» PROBLEM A: Collect every line in the entries below that contains the word "outlet".

» PAGE TEXT:
▼▼▼
Rick Perry says goodbye

Rise to Power, Rise of State

Perry’s rise to power was indeed, on the coattails of George W. Bush. As soon as he was in the governor’s chair, however, he began to work to make improvements to his state. Texas Governor Rick Perry rose to the throne as governor when his predecessor, George W. Bush left office to prepare for his own run as President of the United States. Even before Perry was re-elected in 2010, he had already served longer than any other Texas governor.

In his time in office, Perry has left behind a legacy worth bragging about. As a matter of fact, the improvements of the state have been so vast since Perry took office, that it has become known as the “Texas Miracle.” While the census from 2000 showed that Texas boasted of a total of twenty-one million people, there were over twenty-six million by 2012, and many of these were apparently contributing citizens. Median household income grew from forty thousand a year to fifty-one thousand, and the state’s unemployment rate has been under that of the national average every single month for over half a decade. The state of Texas has lead the nation in job creation under Rick Perry’s governing, by producing one third of the net new jobs in the United States. Texas has also become the largest exporting state in the last twelve years. While some argue that Perry cannot claim victory for all of these improvements, many say that he should for many reasons, including the fact that his pro-business policies work to bring in and keep businesses in the state.
▲▲▲
Object detection data
▼▼▼
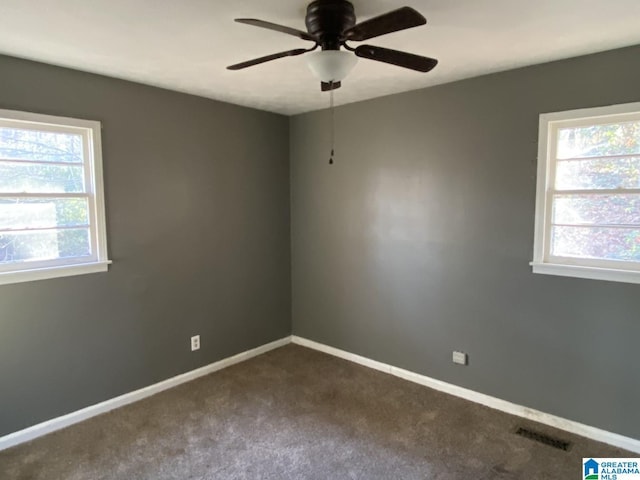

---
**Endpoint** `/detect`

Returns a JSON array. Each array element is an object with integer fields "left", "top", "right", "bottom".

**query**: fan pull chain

[{"left": 329, "top": 81, "right": 336, "bottom": 165}]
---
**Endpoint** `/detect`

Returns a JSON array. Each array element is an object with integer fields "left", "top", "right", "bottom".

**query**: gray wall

[
  {"left": 0, "top": 57, "right": 291, "bottom": 436},
  {"left": 290, "top": 47, "right": 640, "bottom": 438}
]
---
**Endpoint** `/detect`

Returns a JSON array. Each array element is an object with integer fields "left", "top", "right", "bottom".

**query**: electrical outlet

[{"left": 453, "top": 351, "right": 467, "bottom": 365}]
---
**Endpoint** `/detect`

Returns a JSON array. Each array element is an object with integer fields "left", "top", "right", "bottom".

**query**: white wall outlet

[{"left": 453, "top": 352, "right": 467, "bottom": 365}]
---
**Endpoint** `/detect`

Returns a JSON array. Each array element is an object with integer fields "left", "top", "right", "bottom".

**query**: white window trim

[
  {"left": 0, "top": 110, "right": 112, "bottom": 285},
  {"left": 530, "top": 102, "right": 640, "bottom": 283}
]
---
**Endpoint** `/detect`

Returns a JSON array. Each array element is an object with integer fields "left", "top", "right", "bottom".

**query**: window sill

[
  {"left": 0, "top": 260, "right": 111, "bottom": 285},
  {"left": 529, "top": 262, "right": 640, "bottom": 283}
]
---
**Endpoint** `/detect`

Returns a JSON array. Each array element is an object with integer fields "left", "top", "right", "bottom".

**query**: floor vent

[{"left": 516, "top": 427, "right": 571, "bottom": 452}]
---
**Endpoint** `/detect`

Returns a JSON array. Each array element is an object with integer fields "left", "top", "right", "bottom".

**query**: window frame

[
  {"left": 0, "top": 109, "right": 112, "bottom": 285},
  {"left": 530, "top": 102, "right": 640, "bottom": 283}
]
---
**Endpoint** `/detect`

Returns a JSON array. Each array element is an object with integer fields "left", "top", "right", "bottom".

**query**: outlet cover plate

[{"left": 453, "top": 351, "right": 467, "bottom": 365}]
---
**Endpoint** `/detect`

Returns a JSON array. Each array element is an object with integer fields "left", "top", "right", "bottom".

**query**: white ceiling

[{"left": 0, "top": 0, "right": 640, "bottom": 115}]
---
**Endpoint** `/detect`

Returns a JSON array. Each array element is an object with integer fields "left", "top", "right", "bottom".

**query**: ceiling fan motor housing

[{"left": 305, "top": 0, "right": 356, "bottom": 50}]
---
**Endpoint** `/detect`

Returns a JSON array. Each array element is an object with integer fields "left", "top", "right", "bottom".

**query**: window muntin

[
  {"left": 0, "top": 110, "right": 108, "bottom": 283},
  {"left": 532, "top": 104, "right": 640, "bottom": 282}
]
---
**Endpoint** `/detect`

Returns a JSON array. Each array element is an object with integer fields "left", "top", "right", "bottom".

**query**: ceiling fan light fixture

[{"left": 306, "top": 50, "right": 358, "bottom": 83}]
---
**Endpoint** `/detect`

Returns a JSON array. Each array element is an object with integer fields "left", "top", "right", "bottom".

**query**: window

[
  {"left": 531, "top": 103, "right": 640, "bottom": 283},
  {"left": 0, "top": 110, "right": 110, "bottom": 284}
]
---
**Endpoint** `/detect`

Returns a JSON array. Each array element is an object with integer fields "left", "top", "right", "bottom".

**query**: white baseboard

[
  {"left": 291, "top": 335, "right": 640, "bottom": 453},
  {"left": 0, "top": 337, "right": 291, "bottom": 451},
  {"left": 0, "top": 335, "right": 640, "bottom": 453}
]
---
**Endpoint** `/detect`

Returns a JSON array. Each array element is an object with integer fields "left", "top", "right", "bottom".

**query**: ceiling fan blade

[
  {"left": 227, "top": 48, "right": 309, "bottom": 70},
  {"left": 355, "top": 45, "right": 438, "bottom": 72},
  {"left": 320, "top": 82, "right": 342, "bottom": 92},
  {"left": 344, "top": 7, "right": 427, "bottom": 42},
  {"left": 236, "top": 18, "right": 316, "bottom": 42}
]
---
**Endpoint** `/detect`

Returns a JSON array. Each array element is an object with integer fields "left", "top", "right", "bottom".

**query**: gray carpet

[{"left": 0, "top": 345, "right": 636, "bottom": 480}]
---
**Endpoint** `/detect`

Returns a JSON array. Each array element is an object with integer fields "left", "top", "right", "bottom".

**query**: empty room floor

[{"left": 0, "top": 345, "right": 635, "bottom": 480}]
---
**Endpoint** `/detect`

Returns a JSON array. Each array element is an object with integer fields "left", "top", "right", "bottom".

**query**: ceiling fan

[{"left": 227, "top": 0, "right": 438, "bottom": 91}]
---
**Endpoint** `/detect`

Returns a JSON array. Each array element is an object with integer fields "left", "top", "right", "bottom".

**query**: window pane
▲▲▲
» PROBLEM B: Print, word for word, the part of the text about Rick Perry above that runs from "Rick Perry says" up to and including "other Texas governor.".

» EXPECTED OUTPUT A:
**query**: electrical outlet
**query**: white wall outlet
**query**: outlet cover plate

» EXPECTED OUTPUT B:
Rick Perry says goodbye

Rise to Power, Rise of State

Perry’s rise to power was indeed, on the coattails of George W. Bush. As soon as he was in the governor’s chair, however, he began to work to make improvements to his state. Texas Governor Rick Perry rose to the throne as governor when his predecessor, George W. Bush left office to prepare for his own run as President of the United States. Even before Perry was re-elected in 2010, he had already served longer than any other Texas governor.